▶ [Work to complete]:
a: Answer these questions about the post on The Omnivore's Dilemma, one per line:
(i) Who is the author of the book the writer is reading?
(ii) Which other book does the writer say covered much the same material, and did it better?
(iii) What two reasons does the writer give for continuing to read?
b: Update the passage of the post on The Omnivore's Dilemma between "I want to finish" and "his other facts?", inclusive, replacing each occurrence of "big pharma" with "the drug industry".

▶ [Text for analysis]:
I'm currently reading The Omnivore's Dilemma: A Natural History of Four Meals by Michael Pollan. I'm not all that far into the book, and I'm having a difficult time wanting to continue. His style isn't bad, and he tries pretty hard to bring us some facts, but I'm really, really growing tired of him harping on the OMGOBESITY "epidemic". He has bought the b.s. that we all eat too much, and THAT is why we are fat.
I want to finish this book, partly because I am interested in the rest of the material, but I have two problems:
1. It's just aggravating to read all of the fatphobic crap he's put into the book.
2. If he's regurgitating the "facts" he sucked directly from the teat of big pharma and the CDC (who's in the pocket of big pharma), then how can I trust the rest of what he's saying? How do I know he checked his other facts?
I am going to push onward, because I dislike leaving a book half-read, and because so many people are gushing about it, but I'm doing so in the face of being repelled, and not able to take the author's claims seriously.
Oh, and one other thing that I almost forgot: Does Eric Schlosser know that someone has plagiarized his book? While this book has a lot of details about corn processing and things like that, Schlosser's "Fast Food Nation" did pretty much the same thing, did it better, and only gave a small amount of lip service to the o****** (I think it's a foul word) "epidemic". The Omnivore's Dilemma bitches about fat people in every chapter.

▶ [Data extract]:
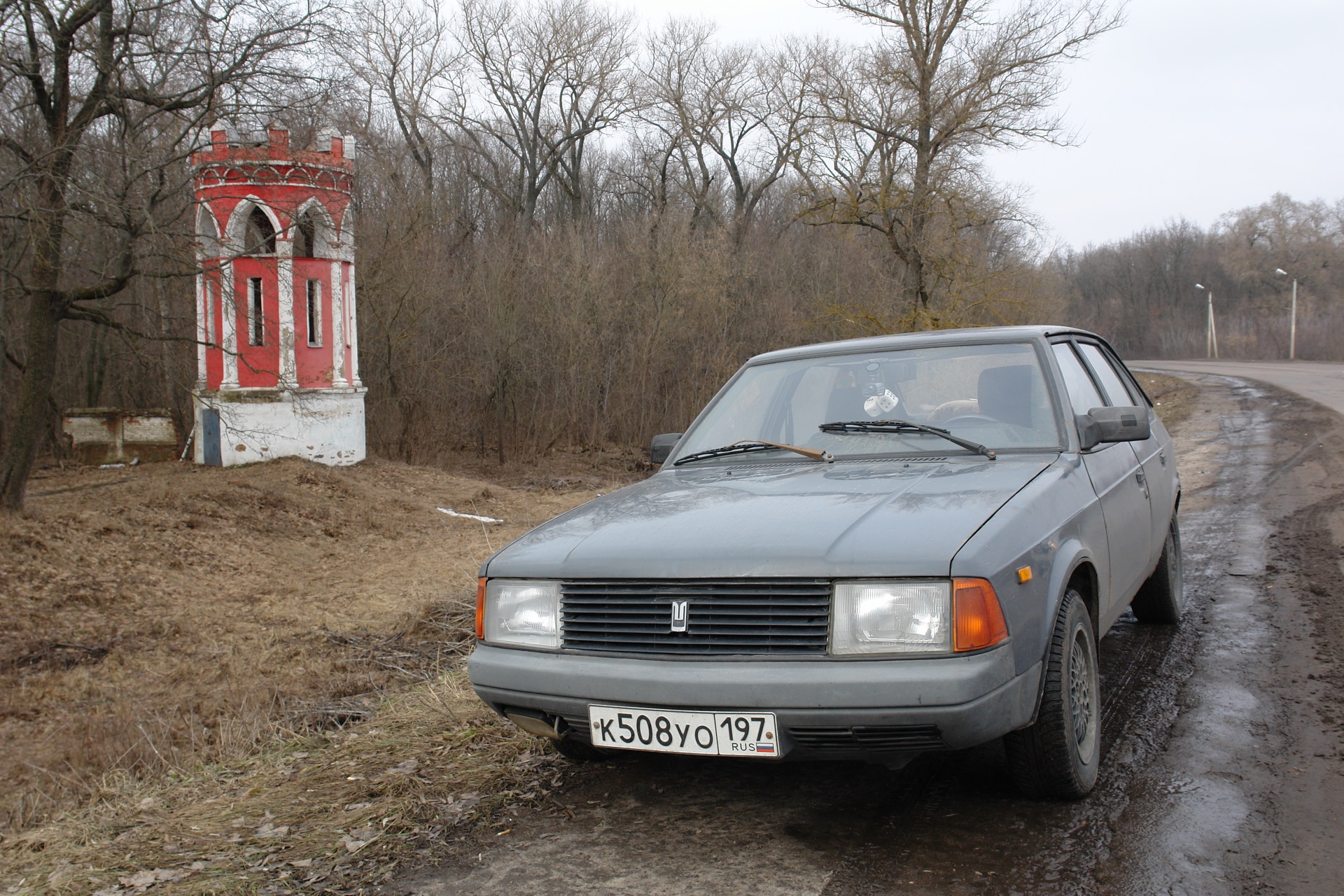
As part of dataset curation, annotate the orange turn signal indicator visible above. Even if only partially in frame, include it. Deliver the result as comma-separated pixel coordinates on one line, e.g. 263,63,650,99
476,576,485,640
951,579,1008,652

==

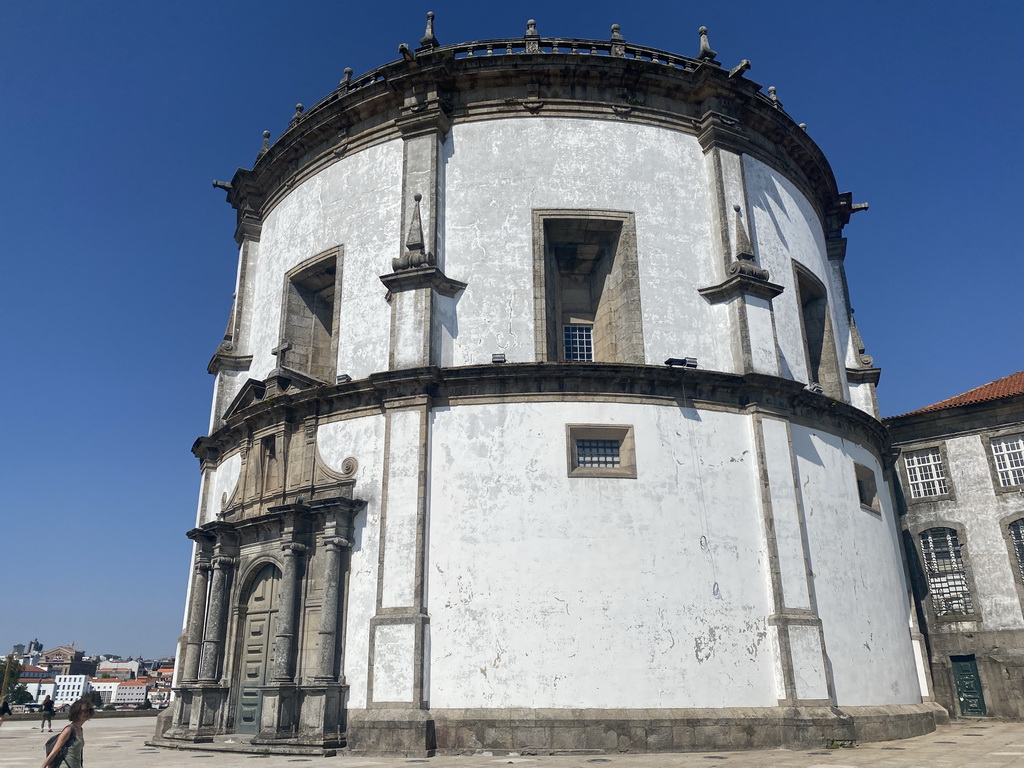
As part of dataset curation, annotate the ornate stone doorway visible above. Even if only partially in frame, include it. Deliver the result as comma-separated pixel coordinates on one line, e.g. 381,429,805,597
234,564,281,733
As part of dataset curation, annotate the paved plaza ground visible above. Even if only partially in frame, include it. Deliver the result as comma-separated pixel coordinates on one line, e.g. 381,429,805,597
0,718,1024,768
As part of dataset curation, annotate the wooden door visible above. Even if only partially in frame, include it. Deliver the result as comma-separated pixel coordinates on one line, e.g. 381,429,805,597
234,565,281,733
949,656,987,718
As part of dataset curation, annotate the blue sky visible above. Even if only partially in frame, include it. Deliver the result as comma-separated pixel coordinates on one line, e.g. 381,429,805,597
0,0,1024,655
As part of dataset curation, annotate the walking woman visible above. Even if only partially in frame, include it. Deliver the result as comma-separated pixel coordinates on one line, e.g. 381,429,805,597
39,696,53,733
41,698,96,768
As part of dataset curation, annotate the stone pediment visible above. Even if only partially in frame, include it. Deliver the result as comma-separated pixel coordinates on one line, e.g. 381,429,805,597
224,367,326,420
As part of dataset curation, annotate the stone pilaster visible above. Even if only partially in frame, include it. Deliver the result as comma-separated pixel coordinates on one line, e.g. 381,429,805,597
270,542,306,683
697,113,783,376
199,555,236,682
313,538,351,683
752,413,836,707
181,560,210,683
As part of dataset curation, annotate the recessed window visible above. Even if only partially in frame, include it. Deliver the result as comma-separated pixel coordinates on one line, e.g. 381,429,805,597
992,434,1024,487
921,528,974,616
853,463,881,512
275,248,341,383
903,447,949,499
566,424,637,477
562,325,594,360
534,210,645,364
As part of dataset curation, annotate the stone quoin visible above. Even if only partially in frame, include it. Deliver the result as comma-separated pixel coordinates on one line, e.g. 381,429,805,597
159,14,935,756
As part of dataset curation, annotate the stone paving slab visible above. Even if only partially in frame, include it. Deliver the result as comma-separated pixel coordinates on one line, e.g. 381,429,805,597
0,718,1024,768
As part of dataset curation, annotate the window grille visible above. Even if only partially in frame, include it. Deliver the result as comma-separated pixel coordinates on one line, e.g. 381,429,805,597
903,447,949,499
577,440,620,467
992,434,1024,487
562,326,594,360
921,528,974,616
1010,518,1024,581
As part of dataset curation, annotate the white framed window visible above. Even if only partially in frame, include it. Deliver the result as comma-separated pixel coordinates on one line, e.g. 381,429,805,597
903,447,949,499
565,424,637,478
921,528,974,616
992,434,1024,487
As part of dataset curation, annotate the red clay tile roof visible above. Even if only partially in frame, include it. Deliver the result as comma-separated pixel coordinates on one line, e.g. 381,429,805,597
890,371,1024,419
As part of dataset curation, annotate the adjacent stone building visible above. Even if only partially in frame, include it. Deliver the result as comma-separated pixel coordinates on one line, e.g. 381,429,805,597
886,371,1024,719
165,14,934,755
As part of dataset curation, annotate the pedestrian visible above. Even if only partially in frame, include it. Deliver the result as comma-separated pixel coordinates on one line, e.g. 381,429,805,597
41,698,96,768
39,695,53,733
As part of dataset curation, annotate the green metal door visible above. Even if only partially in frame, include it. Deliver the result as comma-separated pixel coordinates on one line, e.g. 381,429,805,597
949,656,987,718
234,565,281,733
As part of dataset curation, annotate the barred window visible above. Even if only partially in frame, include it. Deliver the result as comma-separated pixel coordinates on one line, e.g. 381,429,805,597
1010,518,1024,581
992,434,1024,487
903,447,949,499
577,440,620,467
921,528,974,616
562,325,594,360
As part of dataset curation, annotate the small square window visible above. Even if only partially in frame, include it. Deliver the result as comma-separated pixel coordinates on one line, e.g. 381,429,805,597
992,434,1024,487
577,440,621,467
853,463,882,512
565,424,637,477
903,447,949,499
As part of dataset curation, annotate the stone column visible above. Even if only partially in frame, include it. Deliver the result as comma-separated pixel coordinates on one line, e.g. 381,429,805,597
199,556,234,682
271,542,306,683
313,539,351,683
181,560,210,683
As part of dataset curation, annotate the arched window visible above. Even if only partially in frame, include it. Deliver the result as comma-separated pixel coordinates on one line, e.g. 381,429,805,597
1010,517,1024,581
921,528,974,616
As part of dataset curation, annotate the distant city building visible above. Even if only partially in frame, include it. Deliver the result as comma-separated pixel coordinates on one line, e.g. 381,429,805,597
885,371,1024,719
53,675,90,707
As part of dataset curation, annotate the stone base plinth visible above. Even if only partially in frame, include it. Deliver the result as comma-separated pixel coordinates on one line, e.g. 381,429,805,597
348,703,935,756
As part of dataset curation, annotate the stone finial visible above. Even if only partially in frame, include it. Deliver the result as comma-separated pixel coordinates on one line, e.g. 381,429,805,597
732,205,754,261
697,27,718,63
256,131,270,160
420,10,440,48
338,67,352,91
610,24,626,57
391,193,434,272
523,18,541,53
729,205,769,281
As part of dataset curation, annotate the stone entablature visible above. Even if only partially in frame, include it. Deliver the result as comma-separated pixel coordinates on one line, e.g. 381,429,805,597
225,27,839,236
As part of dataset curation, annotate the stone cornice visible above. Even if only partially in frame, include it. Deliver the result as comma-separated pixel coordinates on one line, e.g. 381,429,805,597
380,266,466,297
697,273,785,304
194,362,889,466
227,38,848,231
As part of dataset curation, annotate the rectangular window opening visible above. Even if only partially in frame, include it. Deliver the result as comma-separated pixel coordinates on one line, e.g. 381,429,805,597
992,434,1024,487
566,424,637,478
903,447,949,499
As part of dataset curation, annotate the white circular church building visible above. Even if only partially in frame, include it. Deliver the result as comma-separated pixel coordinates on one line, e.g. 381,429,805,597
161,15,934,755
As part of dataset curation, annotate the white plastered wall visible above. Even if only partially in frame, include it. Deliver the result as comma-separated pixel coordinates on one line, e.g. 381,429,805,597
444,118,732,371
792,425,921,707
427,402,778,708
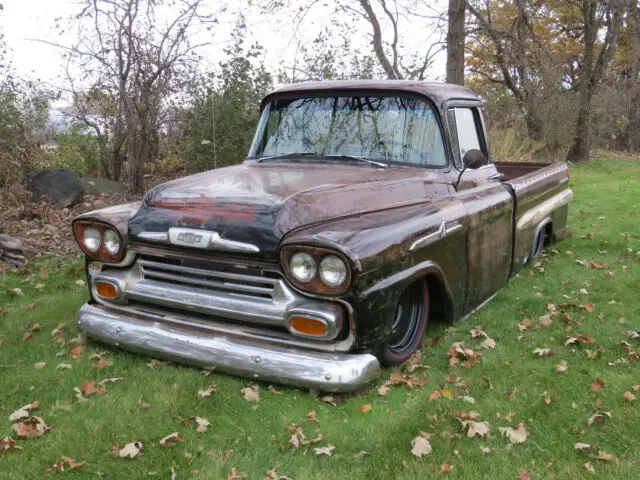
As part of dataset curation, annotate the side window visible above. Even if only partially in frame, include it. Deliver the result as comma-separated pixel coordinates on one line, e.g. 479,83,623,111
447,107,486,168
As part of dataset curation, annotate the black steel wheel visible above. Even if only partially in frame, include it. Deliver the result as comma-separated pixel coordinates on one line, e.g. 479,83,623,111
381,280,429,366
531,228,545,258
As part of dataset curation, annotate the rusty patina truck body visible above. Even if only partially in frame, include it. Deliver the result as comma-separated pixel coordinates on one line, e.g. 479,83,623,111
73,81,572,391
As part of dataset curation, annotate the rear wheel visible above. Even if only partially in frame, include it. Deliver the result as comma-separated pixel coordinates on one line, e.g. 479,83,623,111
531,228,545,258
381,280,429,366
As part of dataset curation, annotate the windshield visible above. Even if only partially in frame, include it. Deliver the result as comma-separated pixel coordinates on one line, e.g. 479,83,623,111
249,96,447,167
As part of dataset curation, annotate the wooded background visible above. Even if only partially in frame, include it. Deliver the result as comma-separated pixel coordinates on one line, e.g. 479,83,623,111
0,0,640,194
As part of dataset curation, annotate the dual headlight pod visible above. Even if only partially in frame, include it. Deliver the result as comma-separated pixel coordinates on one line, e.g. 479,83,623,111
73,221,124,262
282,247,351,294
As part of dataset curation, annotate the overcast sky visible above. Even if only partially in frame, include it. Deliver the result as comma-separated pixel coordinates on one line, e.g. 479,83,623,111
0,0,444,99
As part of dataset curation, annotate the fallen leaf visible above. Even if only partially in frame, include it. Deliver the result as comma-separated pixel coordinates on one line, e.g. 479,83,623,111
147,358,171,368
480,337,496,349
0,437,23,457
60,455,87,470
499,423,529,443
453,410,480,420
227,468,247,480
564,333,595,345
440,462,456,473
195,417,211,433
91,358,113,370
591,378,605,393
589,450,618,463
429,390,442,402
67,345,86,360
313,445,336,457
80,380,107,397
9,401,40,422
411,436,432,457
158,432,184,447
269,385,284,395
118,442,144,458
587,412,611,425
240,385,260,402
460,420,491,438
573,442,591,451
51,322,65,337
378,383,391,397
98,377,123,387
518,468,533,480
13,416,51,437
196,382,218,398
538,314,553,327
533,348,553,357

▶ [Outputs for the tasks]:
a:
(i) Michael Pollan.
(ii) Eric Schlosser's "Fast Food Nation."
(iii) The writer dislikes leaving a book half-read, and many people are gushing about it.

b:
I want to finish this book, partly because I am interested in the rest of the material, but I have two problems:
1. It's just aggravating to read all of the fatphobic crap he's put into the book.
2. If he's regurgitating the "facts" he sucked directly from the teat of the drug industry and the CDC (who's in the pocket of the drug industry), then how can I trust the rest of what he's saying? How do I know he checked his other facts?